## Given text
Detailed sedimentological and petrographic analysis of marine Pleistocene deposits along the coastal area of southeastern Tunisia allow to identify two distinct lithostratigraphic units separated by an erosion surface (fig. 2 et 5 A and B). These two commonly superposed units form a ridge parallel to the coast. The palaeocoastal morphology was more irregular than the present-day coastline with areas either more protected or more exposed than now (fig. 3).

The lower unit overlies an erosion surface cutting into Mio-Pliocene and Villafranchian deposits. It consists of fine-grained bioclastic quartz-rich sands (fig. 5 C), locally overlain by thin marl layers containing benthic foraminifera and ostracods. The very fine facies (silts and clays) represent relatively protected areas while the coarser facies developed in the more exposed zones. These deposits locally display a well-developed aeolian facies that terminates the sedimentary sequence. This unit, well developed in Jerba Island and Jorf peninsula, strongly resembles the stratigraphic unit of “Khnis” as defined by Mahmoudi [1988] on the coast of Central Tunisia.

The upper unit is the better developed in the studied area. It consists of carbonate deposits composed mainly by ooids and peloids (fig. 5 D) and contains also a warm Senegalese fauna, especially Strombus. Locally, in the exposed areas, it shows a coarse facies which resulted mainly from the erosion of the calcareous Villafranchian deposits. This unit displays a remarkable shallowing-upward sequence from shoreface to aeolian dunes (fig. 5 E and F). It constitutes the lateral equivalent of the stratigraphic unit of “Réjiche” as defined by Mahmoudi [1988] in Central Tunisia.

These two units, called in this study “quartz-rich unit” (the lower sequence) and “carbonate unit” (the upper one), developed during two distinctive sedimentation phases associated with two sea-level highstands separated by a marine regression. During the first highstand sea-level was about 3 m higher than today whereas it was at about +5 m during the second highstand [Jedoui, 2000].

## Task instructions
**A)** From the passage on Pleistocene deposits of southeastern Tunisia, transcribe the text between "Detailed sedimentological and" and "now (fig. 3).", inclusive.
**B)** Condense the paragraph of the Pleistocene deposits passage that begins "The upper unit is the better developed" into a bulleted list of its main facts.

## Extracted entries
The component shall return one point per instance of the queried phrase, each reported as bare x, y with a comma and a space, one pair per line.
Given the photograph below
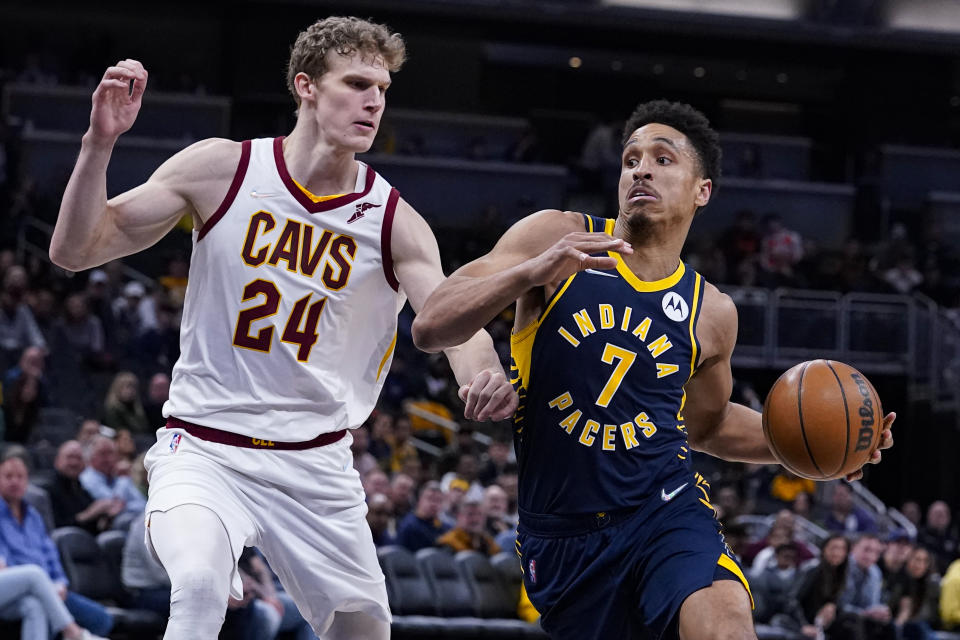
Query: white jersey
--
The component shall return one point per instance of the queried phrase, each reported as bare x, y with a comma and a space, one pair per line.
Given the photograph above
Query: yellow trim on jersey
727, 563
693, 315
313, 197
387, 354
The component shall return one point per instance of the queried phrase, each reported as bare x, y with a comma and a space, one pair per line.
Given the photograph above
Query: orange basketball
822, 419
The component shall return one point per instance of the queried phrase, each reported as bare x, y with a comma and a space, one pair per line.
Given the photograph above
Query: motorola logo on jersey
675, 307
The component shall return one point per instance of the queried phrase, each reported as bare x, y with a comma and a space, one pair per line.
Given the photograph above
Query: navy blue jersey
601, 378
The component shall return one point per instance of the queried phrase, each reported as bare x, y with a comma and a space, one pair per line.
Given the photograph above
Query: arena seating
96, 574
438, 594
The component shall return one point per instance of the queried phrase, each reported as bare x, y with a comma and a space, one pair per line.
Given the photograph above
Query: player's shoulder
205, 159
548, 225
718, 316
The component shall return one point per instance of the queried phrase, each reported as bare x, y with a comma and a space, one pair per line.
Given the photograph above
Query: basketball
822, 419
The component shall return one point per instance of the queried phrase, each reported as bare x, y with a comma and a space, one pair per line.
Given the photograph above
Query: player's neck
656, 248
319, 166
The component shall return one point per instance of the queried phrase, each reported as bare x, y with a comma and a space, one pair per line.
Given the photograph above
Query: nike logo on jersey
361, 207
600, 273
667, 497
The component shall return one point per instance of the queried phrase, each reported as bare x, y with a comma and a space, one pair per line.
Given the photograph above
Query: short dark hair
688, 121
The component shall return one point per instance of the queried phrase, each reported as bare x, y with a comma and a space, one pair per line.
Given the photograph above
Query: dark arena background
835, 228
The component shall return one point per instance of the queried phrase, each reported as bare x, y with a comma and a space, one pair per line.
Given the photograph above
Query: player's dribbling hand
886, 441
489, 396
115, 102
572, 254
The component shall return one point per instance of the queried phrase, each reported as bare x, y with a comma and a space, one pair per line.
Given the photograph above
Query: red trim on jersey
...
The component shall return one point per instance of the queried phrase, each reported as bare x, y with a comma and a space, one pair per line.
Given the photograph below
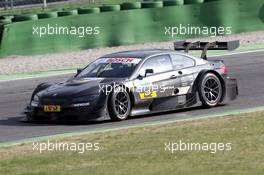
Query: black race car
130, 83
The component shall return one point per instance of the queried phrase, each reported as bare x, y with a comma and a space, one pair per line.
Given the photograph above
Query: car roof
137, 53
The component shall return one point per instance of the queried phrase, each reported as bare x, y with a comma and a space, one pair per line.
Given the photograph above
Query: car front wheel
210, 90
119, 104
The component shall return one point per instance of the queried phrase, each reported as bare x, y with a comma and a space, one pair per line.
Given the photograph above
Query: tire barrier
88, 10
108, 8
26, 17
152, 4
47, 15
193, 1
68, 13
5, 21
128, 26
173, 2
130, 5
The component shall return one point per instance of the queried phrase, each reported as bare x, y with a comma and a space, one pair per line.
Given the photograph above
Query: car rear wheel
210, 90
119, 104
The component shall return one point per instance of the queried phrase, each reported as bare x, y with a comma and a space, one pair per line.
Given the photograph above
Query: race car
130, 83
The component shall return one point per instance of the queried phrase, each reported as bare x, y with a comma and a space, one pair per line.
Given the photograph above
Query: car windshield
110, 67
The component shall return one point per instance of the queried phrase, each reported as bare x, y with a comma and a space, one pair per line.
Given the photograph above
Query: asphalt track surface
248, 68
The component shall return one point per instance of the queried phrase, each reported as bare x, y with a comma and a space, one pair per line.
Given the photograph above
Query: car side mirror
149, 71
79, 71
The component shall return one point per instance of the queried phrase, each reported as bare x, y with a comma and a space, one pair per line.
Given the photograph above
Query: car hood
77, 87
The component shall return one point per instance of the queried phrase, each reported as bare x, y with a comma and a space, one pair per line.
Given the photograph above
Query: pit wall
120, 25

## Answers in order
**A)**
Detailed sedimentological and petrographic analysis of marine Pleistocene deposits along the coastal area of southeastern Tunisia allow to identify two distinct lithostratigraphic units separated by an erosion surface (fig. 2 et 5 A and B). These two commonly superposed units form a ridge parallel to the coast. The palaeocoastal morphology was more irregular than the present-day coastline with areas either more protected or more exposed than now (fig. 3).

**B)**
- It is the better-developed unit in the studied area.
- It is made of carbonate deposits, mainly ooids and peloids, and holds a warm Senegalese fauna, especially Strombus.
- In exposed areas it locally has a coarse facies, formed mainly from erosion of calcareous Villafranchian deposits.
- It shows a shallowing-upward sequence from shoreface to aeolian dunes.
- It is the lateral equivalent of the "Réjiche" unit defined by Mahmoudi [1988] in Central Tunisia.